Coordinate labeling data
- - - - -

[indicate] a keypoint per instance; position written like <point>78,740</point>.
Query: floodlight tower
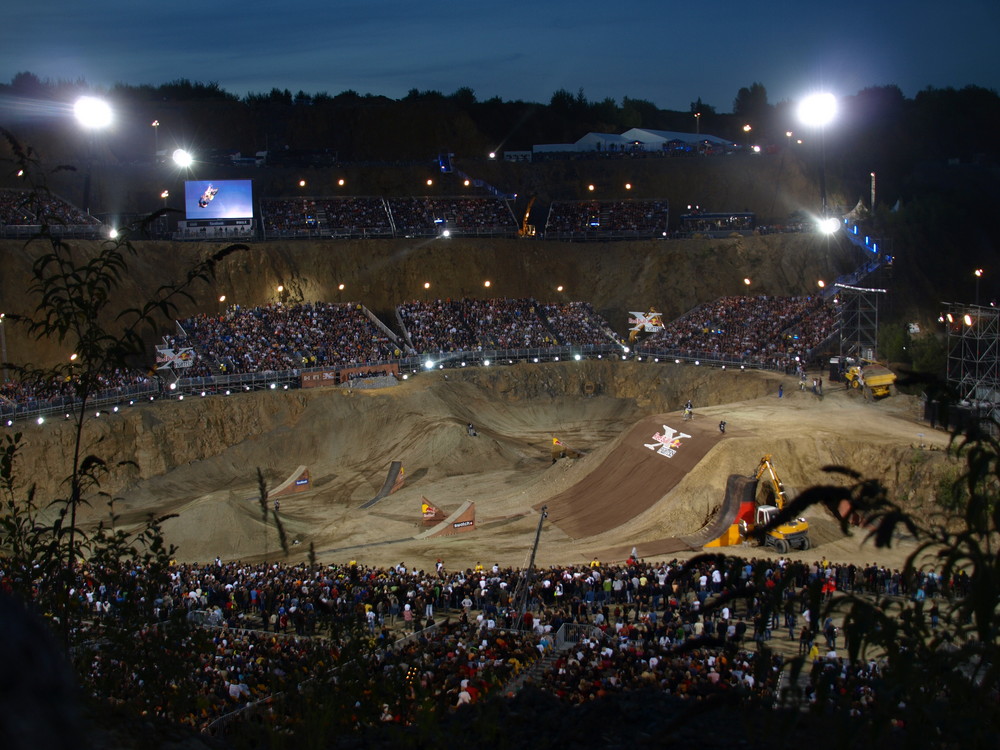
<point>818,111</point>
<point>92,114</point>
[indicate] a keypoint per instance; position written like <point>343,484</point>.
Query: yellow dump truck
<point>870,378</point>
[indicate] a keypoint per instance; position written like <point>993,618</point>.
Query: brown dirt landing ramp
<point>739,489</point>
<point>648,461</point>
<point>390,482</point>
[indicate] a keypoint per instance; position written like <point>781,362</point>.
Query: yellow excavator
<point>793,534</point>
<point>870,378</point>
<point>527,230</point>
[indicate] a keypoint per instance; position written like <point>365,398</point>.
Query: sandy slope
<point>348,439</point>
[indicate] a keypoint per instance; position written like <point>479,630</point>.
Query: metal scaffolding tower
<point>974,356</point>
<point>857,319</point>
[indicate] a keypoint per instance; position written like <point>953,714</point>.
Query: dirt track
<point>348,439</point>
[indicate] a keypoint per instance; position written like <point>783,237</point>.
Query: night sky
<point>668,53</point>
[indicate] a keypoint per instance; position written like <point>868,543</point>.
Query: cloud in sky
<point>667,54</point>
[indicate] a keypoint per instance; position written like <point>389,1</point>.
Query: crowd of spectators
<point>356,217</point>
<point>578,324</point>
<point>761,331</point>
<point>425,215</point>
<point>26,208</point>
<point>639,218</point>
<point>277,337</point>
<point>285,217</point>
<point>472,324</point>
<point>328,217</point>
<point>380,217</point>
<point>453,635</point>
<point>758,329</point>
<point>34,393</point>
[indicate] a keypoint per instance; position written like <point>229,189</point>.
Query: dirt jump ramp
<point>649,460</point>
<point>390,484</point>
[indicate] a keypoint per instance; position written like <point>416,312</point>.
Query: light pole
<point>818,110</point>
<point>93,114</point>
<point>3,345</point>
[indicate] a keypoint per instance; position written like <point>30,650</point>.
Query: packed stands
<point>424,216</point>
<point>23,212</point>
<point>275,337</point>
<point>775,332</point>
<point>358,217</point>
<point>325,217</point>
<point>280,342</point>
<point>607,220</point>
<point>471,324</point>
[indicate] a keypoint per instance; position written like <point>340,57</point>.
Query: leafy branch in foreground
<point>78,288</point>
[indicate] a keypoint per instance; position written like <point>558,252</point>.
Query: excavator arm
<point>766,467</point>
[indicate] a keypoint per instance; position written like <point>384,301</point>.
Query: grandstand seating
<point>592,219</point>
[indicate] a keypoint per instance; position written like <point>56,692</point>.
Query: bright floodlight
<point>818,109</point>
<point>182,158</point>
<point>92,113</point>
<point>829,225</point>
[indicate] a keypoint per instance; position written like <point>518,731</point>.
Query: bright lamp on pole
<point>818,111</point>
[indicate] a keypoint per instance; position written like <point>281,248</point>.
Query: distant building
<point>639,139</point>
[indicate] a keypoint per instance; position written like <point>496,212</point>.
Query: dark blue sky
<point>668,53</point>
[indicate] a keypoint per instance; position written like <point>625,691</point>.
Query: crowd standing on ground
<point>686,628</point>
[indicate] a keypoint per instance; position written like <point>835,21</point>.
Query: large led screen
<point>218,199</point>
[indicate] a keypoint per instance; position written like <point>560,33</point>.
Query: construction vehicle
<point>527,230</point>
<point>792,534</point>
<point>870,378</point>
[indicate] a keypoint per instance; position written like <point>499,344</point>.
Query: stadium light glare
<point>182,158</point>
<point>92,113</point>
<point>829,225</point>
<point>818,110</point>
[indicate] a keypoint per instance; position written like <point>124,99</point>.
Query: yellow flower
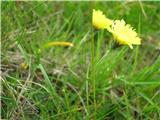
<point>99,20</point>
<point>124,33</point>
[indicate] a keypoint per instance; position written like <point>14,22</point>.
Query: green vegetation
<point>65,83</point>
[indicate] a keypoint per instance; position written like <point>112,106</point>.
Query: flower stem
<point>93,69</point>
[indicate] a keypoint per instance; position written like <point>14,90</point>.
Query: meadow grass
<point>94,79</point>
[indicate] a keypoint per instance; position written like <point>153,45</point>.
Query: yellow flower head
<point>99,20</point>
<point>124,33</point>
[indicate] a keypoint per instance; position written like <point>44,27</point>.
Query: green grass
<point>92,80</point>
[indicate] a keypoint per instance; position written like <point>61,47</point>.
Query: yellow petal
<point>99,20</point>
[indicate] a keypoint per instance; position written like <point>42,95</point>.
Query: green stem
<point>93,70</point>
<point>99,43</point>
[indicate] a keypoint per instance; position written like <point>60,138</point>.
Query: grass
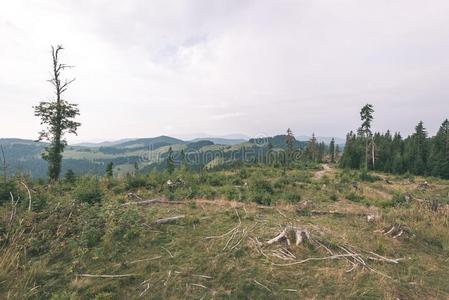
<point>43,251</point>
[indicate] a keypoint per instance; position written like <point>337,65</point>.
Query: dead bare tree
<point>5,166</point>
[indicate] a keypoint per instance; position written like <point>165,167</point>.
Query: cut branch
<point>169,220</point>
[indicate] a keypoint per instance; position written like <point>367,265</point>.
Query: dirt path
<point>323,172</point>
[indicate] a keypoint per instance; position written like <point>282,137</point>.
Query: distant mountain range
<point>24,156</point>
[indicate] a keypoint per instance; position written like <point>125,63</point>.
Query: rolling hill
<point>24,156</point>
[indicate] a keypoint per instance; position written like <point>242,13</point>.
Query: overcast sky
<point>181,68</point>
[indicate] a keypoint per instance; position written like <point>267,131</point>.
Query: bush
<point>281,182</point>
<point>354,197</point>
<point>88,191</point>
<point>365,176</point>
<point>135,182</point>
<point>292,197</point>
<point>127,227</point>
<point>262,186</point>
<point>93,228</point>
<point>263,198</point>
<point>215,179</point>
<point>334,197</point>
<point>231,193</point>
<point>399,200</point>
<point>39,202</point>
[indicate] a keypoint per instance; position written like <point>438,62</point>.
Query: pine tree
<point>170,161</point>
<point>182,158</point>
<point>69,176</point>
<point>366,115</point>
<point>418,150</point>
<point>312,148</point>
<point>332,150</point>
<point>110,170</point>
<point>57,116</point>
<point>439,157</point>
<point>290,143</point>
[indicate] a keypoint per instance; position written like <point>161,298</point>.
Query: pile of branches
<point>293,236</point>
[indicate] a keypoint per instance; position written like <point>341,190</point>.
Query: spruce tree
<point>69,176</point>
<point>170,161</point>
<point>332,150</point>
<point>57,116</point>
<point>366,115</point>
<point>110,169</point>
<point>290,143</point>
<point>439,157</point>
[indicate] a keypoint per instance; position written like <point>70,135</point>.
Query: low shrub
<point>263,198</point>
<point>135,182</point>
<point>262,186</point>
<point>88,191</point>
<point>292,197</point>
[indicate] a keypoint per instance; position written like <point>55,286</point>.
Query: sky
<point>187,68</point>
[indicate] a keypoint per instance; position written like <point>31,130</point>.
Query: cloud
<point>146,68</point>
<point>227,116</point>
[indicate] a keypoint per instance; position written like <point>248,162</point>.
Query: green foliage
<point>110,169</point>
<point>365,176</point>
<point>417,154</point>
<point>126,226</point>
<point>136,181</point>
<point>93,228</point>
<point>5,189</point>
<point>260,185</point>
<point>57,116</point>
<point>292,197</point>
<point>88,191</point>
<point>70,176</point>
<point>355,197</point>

- - - - -

## Short exercise
Rewrite all of the items above, changing every "keypoint" to "landmark" and keeping everything else the same. Leave the pictures out of your answer.

## Exercise output
[indicate] a landmark per instance; position written like <point>78,740</point>.
Query: floodlight tower
<point>818,111</point>
<point>92,114</point>
[indicate] a landmark per instance; position written like <point>343,484</point>.
Query: yellow dump truck
<point>870,378</point>
[indicate] a landmark per instance; position written like <point>993,618</point>.
Query: brown dirt landing ramp
<point>739,489</point>
<point>648,461</point>
<point>390,482</point>
[indicate] a landmark per instance; position written like <point>781,362</point>.
Query: yellow excavator
<point>793,534</point>
<point>870,378</point>
<point>527,230</point>
[indicate] a landmark per instance; position written like <point>365,398</point>.
Query: sandy slope
<point>348,439</point>
[indicate] a landmark per instance; position written like <point>479,630</point>.
Query: metal scaffolding tower
<point>974,356</point>
<point>857,319</point>
[indicate] a landmark per instance; position written like <point>953,714</point>.
Query: dirt track
<point>348,439</point>
[indicate] a landmark per instance; position written like <point>783,237</point>.
Query: night sky
<point>668,53</point>
[indicate] a landmark per instance; position written like <point>868,543</point>.
Query: cloud in sky
<point>667,54</point>
[indicate] a landmark per instance; position written like <point>389,1</point>.
Query: crowd of spectators
<point>356,217</point>
<point>578,324</point>
<point>761,331</point>
<point>425,215</point>
<point>26,208</point>
<point>639,218</point>
<point>277,337</point>
<point>285,217</point>
<point>472,324</point>
<point>328,217</point>
<point>380,217</point>
<point>453,635</point>
<point>758,329</point>
<point>34,393</point>
[indicate] a landmark per instance; position written like <point>229,189</point>.
Query: dirt jump ramp
<point>649,460</point>
<point>390,484</point>
[indicate] a landmark per instance; position written like <point>416,312</point>.
Query: light pole
<point>818,110</point>
<point>93,114</point>
<point>3,345</point>
[indicate] a landmark per instance; position written like <point>30,650</point>.
Query: packed stands
<point>424,216</point>
<point>23,212</point>
<point>275,337</point>
<point>775,332</point>
<point>358,217</point>
<point>325,217</point>
<point>280,342</point>
<point>607,220</point>
<point>471,324</point>
[indicate] a landmark per instance; position written like <point>340,57</point>.
Query: leafy branch in foreground
<point>78,288</point>
[indicate] a landmark per instance; position written like <point>558,252</point>.
Query: excavator arm
<point>766,467</point>
[indicate] a landmark per instance; position written like <point>384,301</point>.
Query: grandstand seating
<point>592,219</point>
[indicate] a landmark per instance; position written like <point>56,692</point>.
Query: bright floodlight
<point>818,109</point>
<point>182,158</point>
<point>92,113</point>
<point>829,225</point>
[indicate] a landmark per instance; position written like <point>518,731</point>.
Query: bright lamp on pole
<point>818,111</point>
[indicate] a landmark per instance; position written like <point>281,248</point>.
Query: distant building
<point>639,139</point>
[indicate] a landmark per instance; position written like <point>496,212</point>.
Query: dark blue sky
<point>668,53</point>
[indicate] a landmark per instance; position written like <point>625,691</point>.
Query: crowd standing on ground
<point>686,628</point>
[indicate] a landmark per instance; position written like <point>835,21</point>.
Query: large led screen
<point>218,199</point>
[indicate] a landmark per instance; position written like <point>560,33</point>.
Query: construction vehicle
<point>527,230</point>
<point>792,534</point>
<point>870,378</point>
[indicate] a landmark per instance; position written like <point>499,344</point>.
Query: stadium light glare
<point>182,158</point>
<point>92,113</point>
<point>829,225</point>
<point>818,110</point>
[indicate] a landmark per instance; position written like <point>124,99</point>.
Query: yellow flower
<point>99,20</point>
<point>124,33</point>
[indicate] a landmark per instance; position written like <point>14,22</point>.
Query: green vegetation
<point>65,83</point>
[indicate] a landmark per instance; position written like <point>112,106</point>.
Query: flower stem
<point>93,69</point>
[indicate] a landmark per instance; position written like <point>14,90</point>.
Query: meadow grass
<point>94,79</point>
[indicate] a landmark per instance; position written like <point>153,45</point>.
Query: yellow flower head
<point>99,20</point>
<point>124,33</point>
[indicate] a landmark per instance; position written like <point>44,27</point>.
Query: green grass
<point>92,80</point>
[indicate] a landmark per instance; position written like <point>61,47</point>.
Query: yellow petal
<point>99,20</point>
[indicate] a landmark per instance; position written like <point>42,95</point>.
Query: green stem
<point>93,70</point>
<point>99,43</point>
[indicate] a landmark per instance; position written like <point>60,138</point>.
Query: grass
<point>43,251</point>
[indicate] a landmark per instance; position written like <point>337,65</point>.
Query: dead bare tree
<point>5,166</point>
[indicate] a landmark per instance; position written like <point>165,167</point>.
Query: cut branch
<point>169,220</point>
[indicate] a landmark per instance; position written like <point>367,265</point>.
Query: dirt path
<point>323,172</point>
[indicate] a landmark per instance; position written like <point>282,137</point>.
Query: distant mountain range
<point>24,156</point>
[indicate] a landmark per instance; position written like <point>125,63</point>.
Query: rolling hill
<point>24,156</point>
[indicate] a landmark per instance; position written like <point>242,13</point>.
Query: overcast sky
<point>181,68</point>
[indicate] a landmark per instance; position written like <point>267,131</point>.
Query: bush
<point>281,182</point>
<point>354,197</point>
<point>88,191</point>
<point>365,176</point>
<point>135,182</point>
<point>292,197</point>
<point>127,227</point>
<point>262,186</point>
<point>93,228</point>
<point>263,198</point>
<point>215,179</point>
<point>334,197</point>
<point>231,193</point>
<point>399,200</point>
<point>39,202</point>
[indicate] a landmark per instance; position written like <point>438,62</point>.
Query: pine tree
<point>170,161</point>
<point>182,158</point>
<point>69,176</point>
<point>366,115</point>
<point>418,150</point>
<point>312,148</point>
<point>332,150</point>
<point>110,170</point>
<point>57,116</point>
<point>439,157</point>
<point>290,143</point>
[indicate] a landmark per instance; position written like <point>161,298</point>.
Query: pile of branches
<point>293,236</point>
[indicate] a landmark per instance; position written like <point>341,190</point>.
Query: spruce tree
<point>69,176</point>
<point>170,161</point>
<point>332,150</point>
<point>57,116</point>
<point>366,115</point>
<point>110,169</point>
<point>290,143</point>
<point>439,157</point>
[indicate] a landmark per instance; position written like <point>70,135</point>.
Query: low shrub
<point>263,198</point>
<point>135,182</point>
<point>262,186</point>
<point>88,191</point>
<point>292,197</point>
[indicate] a landmark per instance; position written like <point>55,286</point>.
Query: sky
<point>187,68</point>
[indicate] a landmark per instance; position written like <point>31,130</point>.
Query: cloud
<point>146,68</point>
<point>227,116</point>
[indicate] a landmark per instance; position written like <point>248,162</point>.
Query: green foliage
<point>110,169</point>
<point>365,176</point>
<point>417,154</point>
<point>126,226</point>
<point>136,181</point>
<point>93,228</point>
<point>5,189</point>
<point>260,185</point>
<point>57,116</point>
<point>292,197</point>
<point>88,191</point>
<point>70,176</point>
<point>355,197</point>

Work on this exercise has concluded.